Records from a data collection

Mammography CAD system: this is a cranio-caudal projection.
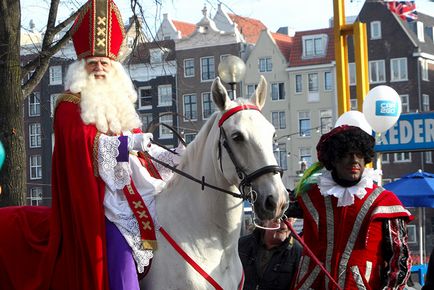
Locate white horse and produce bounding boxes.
[141,77,288,290]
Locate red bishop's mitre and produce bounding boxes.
[70,0,125,60]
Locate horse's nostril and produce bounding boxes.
[265,195,277,211]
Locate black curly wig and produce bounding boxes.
[317,125,375,170]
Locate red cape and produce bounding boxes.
[0,95,108,290]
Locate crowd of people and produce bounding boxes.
[0,0,433,290]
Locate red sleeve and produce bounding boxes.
[50,102,108,290]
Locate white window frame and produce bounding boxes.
[202,92,215,120]
[399,94,410,113]
[390,57,408,82]
[184,58,195,78]
[50,94,60,118]
[48,65,62,86]
[297,111,312,138]
[182,94,197,121]
[29,123,42,148]
[158,114,173,139]
[370,20,381,40]
[28,187,43,206]
[369,59,386,84]
[28,92,41,117]
[137,86,152,110]
[271,111,286,130]
[258,57,273,72]
[29,154,42,180]
[324,71,333,92]
[200,56,215,82]
[422,94,430,112]
[271,82,285,101]
[158,85,172,107]
[294,74,303,94]
[302,34,328,58]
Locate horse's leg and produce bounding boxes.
[105,219,140,290]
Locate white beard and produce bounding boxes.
[65,60,142,134]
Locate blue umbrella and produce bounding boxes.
[383,170,434,208]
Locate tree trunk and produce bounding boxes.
[0,0,26,207]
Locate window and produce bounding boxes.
[158,85,172,106]
[348,62,356,86]
[184,58,194,78]
[271,83,285,101]
[307,73,318,92]
[159,115,173,139]
[390,58,408,82]
[259,57,273,72]
[202,92,215,119]
[369,60,386,84]
[183,94,197,120]
[420,59,428,81]
[295,75,303,93]
[425,151,432,163]
[49,65,62,85]
[149,48,163,63]
[139,86,152,109]
[50,94,60,118]
[30,155,42,180]
[319,110,333,134]
[184,133,197,144]
[381,153,390,163]
[246,85,258,98]
[140,113,152,132]
[350,99,358,111]
[29,123,41,148]
[371,21,381,39]
[28,187,42,206]
[407,225,417,244]
[399,95,410,113]
[422,94,430,112]
[274,143,288,170]
[299,147,312,168]
[200,56,215,81]
[29,92,41,117]
[394,152,411,163]
[302,35,327,57]
[298,111,311,137]
[271,111,286,129]
[324,71,333,91]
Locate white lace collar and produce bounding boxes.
[318,168,382,206]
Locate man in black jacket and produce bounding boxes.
[238,214,302,290]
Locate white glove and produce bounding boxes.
[128,133,153,151]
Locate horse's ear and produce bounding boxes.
[211,77,231,111]
[250,75,267,109]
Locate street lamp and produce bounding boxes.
[218,55,246,100]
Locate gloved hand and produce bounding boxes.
[128,133,153,151]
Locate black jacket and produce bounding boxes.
[238,229,302,290]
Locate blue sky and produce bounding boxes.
[21,0,434,31]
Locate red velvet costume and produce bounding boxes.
[295,184,411,289]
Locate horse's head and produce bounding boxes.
[212,76,288,219]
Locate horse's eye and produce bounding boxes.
[232,132,244,142]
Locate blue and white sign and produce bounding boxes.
[375,112,434,152]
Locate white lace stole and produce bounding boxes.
[98,134,131,191]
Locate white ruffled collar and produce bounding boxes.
[318,168,382,206]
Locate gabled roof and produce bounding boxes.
[125,39,176,64]
[271,32,292,61]
[172,20,196,37]
[228,14,267,44]
[289,28,335,67]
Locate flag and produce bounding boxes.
[385,1,417,22]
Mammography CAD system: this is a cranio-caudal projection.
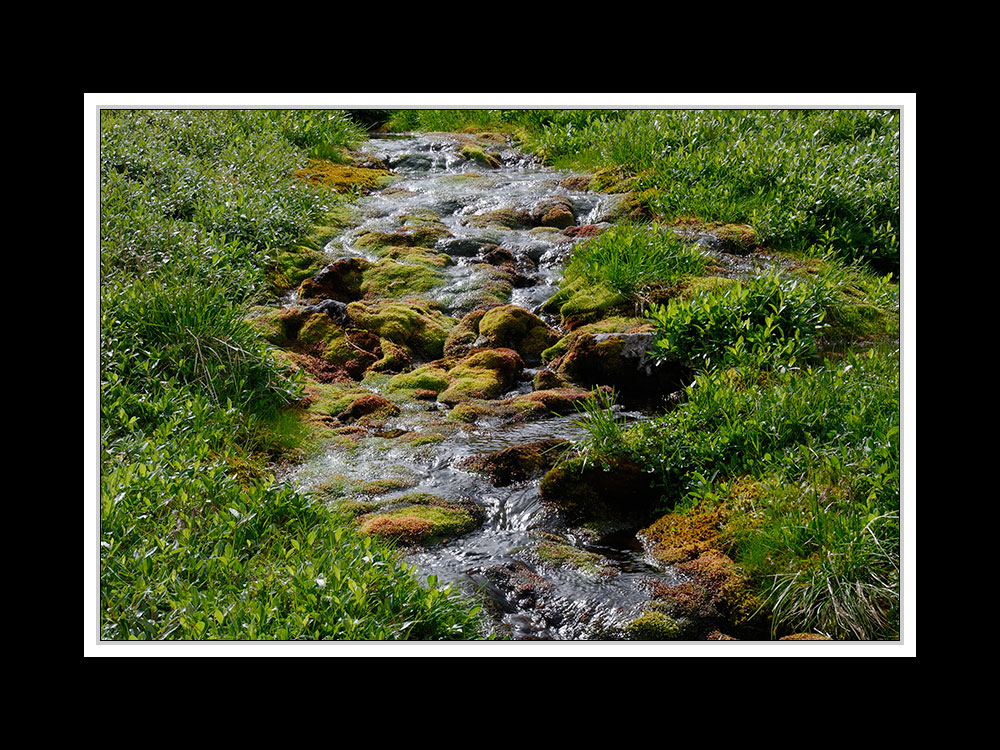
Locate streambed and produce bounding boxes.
[288,134,681,640]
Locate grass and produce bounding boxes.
[100,110,490,640]
[382,109,900,274]
[564,223,707,297]
[390,110,900,640]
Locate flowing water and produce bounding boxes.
[293,134,677,640]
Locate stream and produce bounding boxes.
[290,134,679,640]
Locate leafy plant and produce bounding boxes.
[564,223,707,296]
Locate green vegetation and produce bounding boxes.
[100,110,481,640]
[563,223,708,297]
[390,109,900,273]
[386,110,900,640]
[100,110,901,640]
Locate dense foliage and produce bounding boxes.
[386,110,900,640]
[100,110,488,640]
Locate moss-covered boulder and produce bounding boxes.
[496,386,611,422]
[549,331,691,399]
[268,244,329,293]
[295,159,394,193]
[477,305,559,364]
[299,258,371,302]
[358,492,483,546]
[542,276,634,330]
[459,144,500,169]
[360,256,446,299]
[337,393,400,423]
[444,302,500,358]
[638,505,726,565]
[438,349,524,405]
[347,299,458,360]
[385,363,451,398]
[459,438,570,487]
[531,196,576,229]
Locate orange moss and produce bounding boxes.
[295,159,392,193]
[641,506,726,565]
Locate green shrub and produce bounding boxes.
[648,273,832,370]
[564,223,707,296]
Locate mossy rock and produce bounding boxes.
[337,393,401,424]
[438,349,524,405]
[479,305,559,363]
[708,224,760,255]
[459,145,500,169]
[459,438,570,487]
[552,330,691,400]
[496,387,611,421]
[541,316,653,363]
[464,207,534,229]
[444,310,499,357]
[271,245,329,291]
[532,534,612,578]
[347,299,458,360]
[295,159,394,193]
[358,500,482,546]
[539,456,660,531]
[639,505,726,565]
[531,196,576,229]
[676,549,769,638]
[299,258,371,302]
[361,258,445,299]
[542,277,633,330]
[385,364,450,396]
[622,609,685,641]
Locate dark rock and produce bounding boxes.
[435,237,497,258]
[459,438,570,487]
[539,456,661,532]
[303,299,350,323]
[299,258,371,302]
[556,332,690,397]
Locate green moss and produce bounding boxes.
[461,146,500,169]
[368,338,413,372]
[710,224,760,255]
[385,365,449,393]
[295,159,395,193]
[361,258,445,299]
[535,537,607,576]
[357,477,416,495]
[542,277,629,328]
[624,609,684,641]
[479,305,559,361]
[438,349,524,404]
[271,244,329,291]
[347,299,457,359]
[542,316,653,363]
[358,500,481,544]
[447,406,496,424]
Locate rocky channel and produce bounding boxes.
[257,134,764,640]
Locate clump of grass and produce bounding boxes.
[564,223,707,297]
[620,349,900,639]
[386,109,900,275]
[100,110,482,640]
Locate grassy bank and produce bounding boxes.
[100,110,480,641]
[389,110,900,640]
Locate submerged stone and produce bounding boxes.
[459,438,570,487]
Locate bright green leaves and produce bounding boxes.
[648,274,829,370]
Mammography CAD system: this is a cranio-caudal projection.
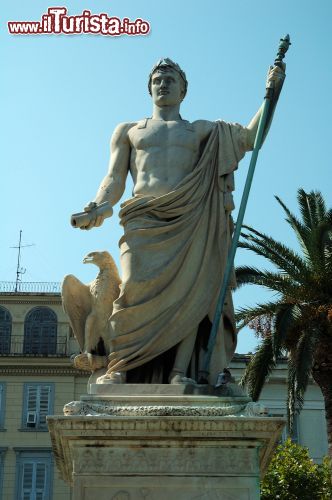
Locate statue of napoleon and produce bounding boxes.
[70,59,285,384]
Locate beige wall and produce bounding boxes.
[231,356,327,462]
[0,294,327,500]
[0,294,88,500]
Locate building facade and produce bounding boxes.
[0,283,327,500]
[0,283,89,500]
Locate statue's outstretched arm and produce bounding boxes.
[71,123,133,229]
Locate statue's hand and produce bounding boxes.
[266,63,286,92]
[81,201,105,229]
[70,201,113,229]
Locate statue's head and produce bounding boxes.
[148,57,188,99]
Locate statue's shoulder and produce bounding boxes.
[111,122,138,146]
[192,120,216,139]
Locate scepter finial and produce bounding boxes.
[274,35,291,67]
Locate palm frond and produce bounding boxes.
[240,337,275,401]
[238,226,309,278]
[297,189,326,229]
[293,328,319,410]
[275,196,310,258]
[287,357,296,433]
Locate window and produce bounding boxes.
[0,382,6,430]
[269,409,299,444]
[23,307,58,355]
[0,306,12,354]
[0,447,7,500]
[15,448,53,500]
[22,382,54,430]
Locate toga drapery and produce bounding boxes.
[108,121,249,378]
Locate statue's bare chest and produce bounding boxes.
[130,120,200,151]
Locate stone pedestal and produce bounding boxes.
[48,385,284,500]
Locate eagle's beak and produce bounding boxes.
[83,255,93,264]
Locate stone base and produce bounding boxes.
[48,385,284,500]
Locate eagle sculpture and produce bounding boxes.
[62,251,121,371]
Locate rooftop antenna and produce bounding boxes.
[10,229,34,292]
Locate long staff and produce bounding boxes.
[203,35,290,377]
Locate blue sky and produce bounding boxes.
[0,0,332,352]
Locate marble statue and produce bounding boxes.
[62,252,120,371]
[72,59,284,383]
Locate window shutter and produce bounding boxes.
[38,385,51,426]
[21,461,47,500]
[22,462,34,500]
[36,462,46,500]
[24,384,52,428]
[27,385,38,412]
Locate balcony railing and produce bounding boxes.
[0,335,68,357]
[0,281,61,293]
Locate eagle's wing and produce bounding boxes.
[61,274,92,351]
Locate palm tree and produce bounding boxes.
[236,189,332,457]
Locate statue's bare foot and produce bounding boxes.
[97,372,126,384]
[169,373,197,385]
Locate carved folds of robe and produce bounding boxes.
[108,121,249,380]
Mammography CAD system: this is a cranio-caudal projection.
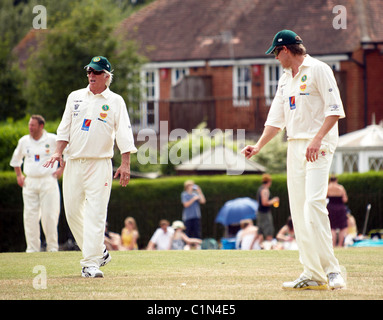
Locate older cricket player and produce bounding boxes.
[10,115,63,252]
[45,56,137,277]
[243,30,345,290]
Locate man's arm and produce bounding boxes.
[306,116,340,162]
[43,140,68,168]
[114,152,130,187]
[241,126,280,159]
[14,167,25,187]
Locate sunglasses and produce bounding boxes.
[86,69,104,76]
[274,47,283,57]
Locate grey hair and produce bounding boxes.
[104,69,113,87]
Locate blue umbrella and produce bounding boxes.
[215,197,258,226]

Requirement | Select every line of the entries above that contains the word "white", and copy each one. Case counts.

Task output |
Locate white horse and produce bounding boxes.
Locate white window frame and produce bounding boxes.
Locate white beard and produce bounding boxes.
Locate white lace collar and produce bounding boxes.
Locate white glove and produce bounding boxes.
Locate blue and white sign and produce bounding boxes.
Locate white lace stole and produce bounding boxes.
Locate white ruffled collar and produce bounding boxes.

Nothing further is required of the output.